(Natural language region descriptions)
*** Block opens ***

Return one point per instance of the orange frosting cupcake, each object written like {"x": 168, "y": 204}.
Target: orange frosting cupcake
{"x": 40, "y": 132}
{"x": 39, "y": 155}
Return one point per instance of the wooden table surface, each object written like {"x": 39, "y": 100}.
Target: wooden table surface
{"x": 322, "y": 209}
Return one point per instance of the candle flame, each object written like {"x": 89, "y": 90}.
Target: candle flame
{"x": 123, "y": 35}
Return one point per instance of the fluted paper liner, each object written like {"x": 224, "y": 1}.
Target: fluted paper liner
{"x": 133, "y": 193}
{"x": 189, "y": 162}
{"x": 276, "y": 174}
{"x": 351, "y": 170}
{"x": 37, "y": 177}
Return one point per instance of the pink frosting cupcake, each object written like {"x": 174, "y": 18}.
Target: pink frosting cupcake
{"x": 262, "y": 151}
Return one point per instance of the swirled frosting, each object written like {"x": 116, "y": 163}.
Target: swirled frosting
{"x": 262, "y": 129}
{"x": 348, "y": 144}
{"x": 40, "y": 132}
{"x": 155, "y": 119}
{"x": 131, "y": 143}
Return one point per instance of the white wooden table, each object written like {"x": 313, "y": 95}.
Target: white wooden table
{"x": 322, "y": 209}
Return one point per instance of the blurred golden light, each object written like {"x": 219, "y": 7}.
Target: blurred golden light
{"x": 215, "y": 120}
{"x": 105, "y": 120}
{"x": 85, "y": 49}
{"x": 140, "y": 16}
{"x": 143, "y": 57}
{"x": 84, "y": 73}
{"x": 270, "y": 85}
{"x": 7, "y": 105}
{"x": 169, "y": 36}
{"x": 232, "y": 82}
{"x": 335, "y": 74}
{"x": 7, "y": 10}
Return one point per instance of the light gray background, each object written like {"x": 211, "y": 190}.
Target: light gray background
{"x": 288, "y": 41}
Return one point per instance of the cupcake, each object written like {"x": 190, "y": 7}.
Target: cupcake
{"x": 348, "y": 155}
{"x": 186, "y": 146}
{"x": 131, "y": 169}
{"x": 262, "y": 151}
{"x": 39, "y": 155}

*** Block closes ***

HOW TO COMPLETE THIS TASK
Word for word, repeat the records above.

WRITTEN RESPONSE
Return one point per instance of the orange frosting cupcake, each object written like {"x": 168, "y": 204}.
Target: orange frosting cupcake
{"x": 40, "y": 132}
{"x": 39, "y": 155}
Return one point per instance of the wooden table surface, each object written like {"x": 39, "y": 100}.
Target: wooden table surface
{"x": 322, "y": 209}
Return one point per instance of the candle flame, each object written like {"x": 89, "y": 90}.
Target: candle flame
{"x": 123, "y": 35}
Return one point per instance of the fluted paper liner, each object written like {"x": 224, "y": 1}.
Target: fluted paper liner
{"x": 133, "y": 193}
{"x": 189, "y": 162}
{"x": 276, "y": 174}
{"x": 351, "y": 170}
{"x": 37, "y": 177}
Return one point per instance of the pink frosting cupcake, each object written like {"x": 174, "y": 18}.
Target: pink frosting cupcake
{"x": 262, "y": 151}
Return one point per instance of the swirled frosting, each object written like {"x": 116, "y": 163}.
Target: swirled frosting
{"x": 262, "y": 129}
{"x": 348, "y": 144}
{"x": 40, "y": 132}
{"x": 155, "y": 119}
{"x": 131, "y": 143}
Return one point per instance of the white wooden table, each object written like {"x": 313, "y": 95}.
Target: white wooden table
{"x": 322, "y": 209}
Return one point per instance of the blurred golden light, each object written like {"x": 219, "y": 7}.
Target: blurred golden light
{"x": 215, "y": 120}
{"x": 105, "y": 120}
{"x": 85, "y": 49}
{"x": 140, "y": 16}
{"x": 143, "y": 57}
{"x": 84, "y": 73}
{"x": 270, "y": 85}
{"x": 7, "y": 105}
{"x": 169, "y": 36}
{"x": 232, "y": 82}
{"x": 335, "y": 74}
{"x": 7, "y": 10}
Return one point per instance of the light gray background, each object written like {"x": 211, "y": 190}.
Target: light gray background
{"x": 288, "y": 41}
Return one point per instance of the cupcake, each object written like {"x": 190, "y": 7}.
Target: cupcake
{"x": 348, "y": 155}
{"x": 186, "y": 146}
{"x": 131, "y": 169}
{"x": 262, "y": 151}
{"x": 39, "y": 155}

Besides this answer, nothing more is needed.